EXERCISE DATA
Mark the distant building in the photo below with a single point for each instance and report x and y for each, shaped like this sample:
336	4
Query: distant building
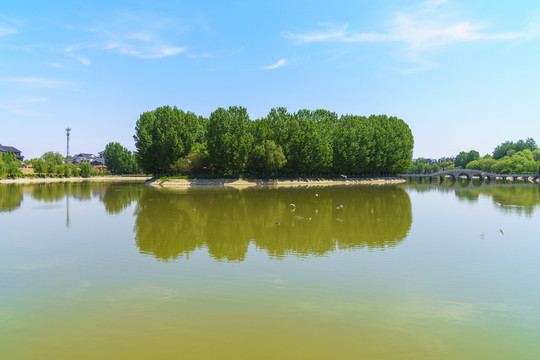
13	150
83	157
99	161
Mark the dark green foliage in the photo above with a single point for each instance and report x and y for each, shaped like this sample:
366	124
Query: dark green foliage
86	169
507	147
228	138
377	144
197	161
423	166
267	158
305	142
464	158
119	159
9	165
163	136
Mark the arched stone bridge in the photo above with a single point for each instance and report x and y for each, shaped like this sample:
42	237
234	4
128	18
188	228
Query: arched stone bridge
472	174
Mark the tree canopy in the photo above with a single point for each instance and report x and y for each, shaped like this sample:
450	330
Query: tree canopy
164	135
305	142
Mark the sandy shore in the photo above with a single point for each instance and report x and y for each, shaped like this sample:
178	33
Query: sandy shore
102	179
241	183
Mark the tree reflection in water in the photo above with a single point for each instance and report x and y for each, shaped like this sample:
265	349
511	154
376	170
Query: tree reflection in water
518	198
10	197
172	224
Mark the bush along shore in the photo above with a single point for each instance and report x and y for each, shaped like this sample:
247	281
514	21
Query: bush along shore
171	141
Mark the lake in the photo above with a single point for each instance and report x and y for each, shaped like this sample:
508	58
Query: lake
113	271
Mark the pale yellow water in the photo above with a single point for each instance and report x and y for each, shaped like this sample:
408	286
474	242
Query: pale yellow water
410	272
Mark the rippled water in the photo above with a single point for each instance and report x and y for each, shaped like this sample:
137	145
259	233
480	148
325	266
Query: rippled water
445	271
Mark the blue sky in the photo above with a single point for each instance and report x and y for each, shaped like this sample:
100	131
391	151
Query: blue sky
464	75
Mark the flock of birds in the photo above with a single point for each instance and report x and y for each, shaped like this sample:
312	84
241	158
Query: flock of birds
293	209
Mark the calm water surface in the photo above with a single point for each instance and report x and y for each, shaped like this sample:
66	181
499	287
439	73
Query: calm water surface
447	271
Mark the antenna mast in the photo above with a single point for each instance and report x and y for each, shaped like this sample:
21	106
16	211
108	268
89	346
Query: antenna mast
68	129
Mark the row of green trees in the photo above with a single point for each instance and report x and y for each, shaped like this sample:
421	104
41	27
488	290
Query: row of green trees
9	165
171	140
118	159
55	164
521	157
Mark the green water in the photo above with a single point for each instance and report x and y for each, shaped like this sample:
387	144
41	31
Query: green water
447	271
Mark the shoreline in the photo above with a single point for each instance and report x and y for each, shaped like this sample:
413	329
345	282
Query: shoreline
277	183
95	179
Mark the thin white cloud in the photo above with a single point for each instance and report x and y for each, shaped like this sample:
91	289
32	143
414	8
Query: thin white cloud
71	51
57	65
424	28
37	82
6	31
143	36
83	60
280	63
28	100
154	53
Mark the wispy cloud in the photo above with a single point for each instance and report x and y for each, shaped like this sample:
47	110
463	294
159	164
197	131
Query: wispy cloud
37	82
73	51
157	52
144	36
6	31
424	28
23	106
280	63
28	100
57	65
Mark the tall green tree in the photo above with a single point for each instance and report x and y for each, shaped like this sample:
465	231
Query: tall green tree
163	136
229	139
119	159
267	158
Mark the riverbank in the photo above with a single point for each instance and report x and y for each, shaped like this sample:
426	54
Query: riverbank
95	179
246	183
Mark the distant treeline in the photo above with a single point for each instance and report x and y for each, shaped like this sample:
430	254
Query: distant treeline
521	157
169	140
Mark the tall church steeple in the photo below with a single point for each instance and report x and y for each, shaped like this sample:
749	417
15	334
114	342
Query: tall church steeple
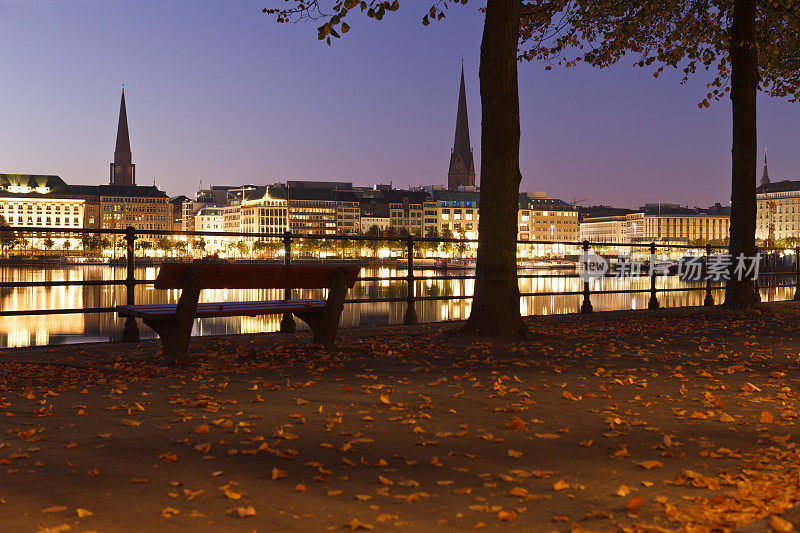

REQUIRED WORK
None of the pictures should appear; the rest of the entries must be reproduced exactly.

ANSWER AREA
Mark the distant building in the photo below with a single point for each instance and report x and y for each, shaped like this sample:
336	4
Query: distant building
13	150
83	157
99	161
Mark the dark green foliage in the photo above with a single point for each instance and report x and y for each, shaped like this sample:
366	124
Query: dark green foliage
86	169
507	147
228	138
377	144
197	161
423	166
267	158
305	142
464	158
119	159
9	165
163	136
Mark the arched stone bridge in the photo above with a single point for each instance and report x and y for each, shaped like this sample:
42	237
234	4
128	18
188	228
Query: arched stone bridge
472	174
Mark the tree canopy in the photo above with a single point for each instance and report x and y for each, shaped like this sample:
450	330
Query: tree canopy
164	135
305	142
Mark the sandy shore in the photo above with a single point for each instance and report x and y for each, shaped like this sample:
178	33
Query: sandy shore
102	179
241	183
Mark the tree reflection in water in the photo above with a single point for each instance and report x and y for each, shaped like this sample:
265	349
511	154
376	170
Query: tree reflection in water
518	198
10	197
172	224
Mark the bush along shore in the photo above with a single point for each instance and report x and y for each, shaped like this sample:
247	281
514	21
Query: bush along shore
171	141
Mark the lake in the photo above with a single point for each instance and report x and y for each, shaped like this sample:
508	58
Query: lake
113	271
Mark the pale yellow water in the photo above with a single point for each instance and report x and y for each, shaped like this sample:
408	286
474	242
Query: pale yellow water
410	272
Mark the rippled water in the photo above with a single point for each instance and report x and y for each, shaped like this sample:
137	145
259	233
480	148
325	266
Query: rippled water
445	271
Mark the blue sky in the photo above with a single point for each instance and report x and y for each, shaped like this sample:
100	131
391	151
Query: blue sky
464	75
Mark the flock of birds in the photo above with a single point for each instance and report x and y for each, shaped like this sample:
312	84
241	158
Query: flock of birds
293	209
Mark the calm water surface in the photo above with a single point for each instance and report x and y for each, shaped like this sample:
66	181
499	287
439	73
Query: calm water surface
447	271
Mark the antenna mast in the photo above with a single point for each instance and report x and y for each, shaped like this sample:
21	106
16	211
108	268
89	346
Query: antenna mast
68	129
Mark the row of green trees in the photo above with a single point for each instance and report x and y for each, shaped like this sample:
421	104
41	27
488	290
Query: row of green trees
9	165
171	140
118	159
55	164
521	157
Mark the green water in the photo above with a single point for each instance and report x and y for each, shaped like this sample:
387	144
41	31
Query: green water
447	271
Mark the shoreline in the photo above with a single point for each instance and report x and y for each, shaped like this sample:
413	329
345	282
Query: shoreline
277	183
95	179
Mark the thin white cloud in the photo above with a single point for each instance and report x and y for each, shaped like this sample:
91	289
32	143
414	8
Query: thin white cloud
71	51
57	65
424	28
37	82
6	31
143	36
83	60
280	63
28	100
154	53
Mark the wispy cloud in the photo above with a single point for each instance and report x and y for each, shaped like this sample:
47	110
463	294
159	164
197	131
Query: wispy cloud
37	82
73	51
157	52
144	36
6	31
424	28
23	106
280	63
28	100
57	65
Mark the tall green tree in the photo above with a single point for each instance and report x and y for each, shaped like this sample:
465	231
Query: tall green tree
163	136
229	139
119	159
267	158
Mark the riverbank in the photo above with a single point for each instance and report x and y for each, shaped like this sample:
426	54
Query: riverbank
95	179
246	183
Mark the distant treeline in the photo above with a single point for each instance and report x and y for each, shaped like this sample:
430	254
Query: distant treeline
521	157
169	140
Mark the tall church steeple in the photo below with a single point for each instance and report x and y for each, shaped like this sample:
749	417
15	334
114	342
Query: tall church steeple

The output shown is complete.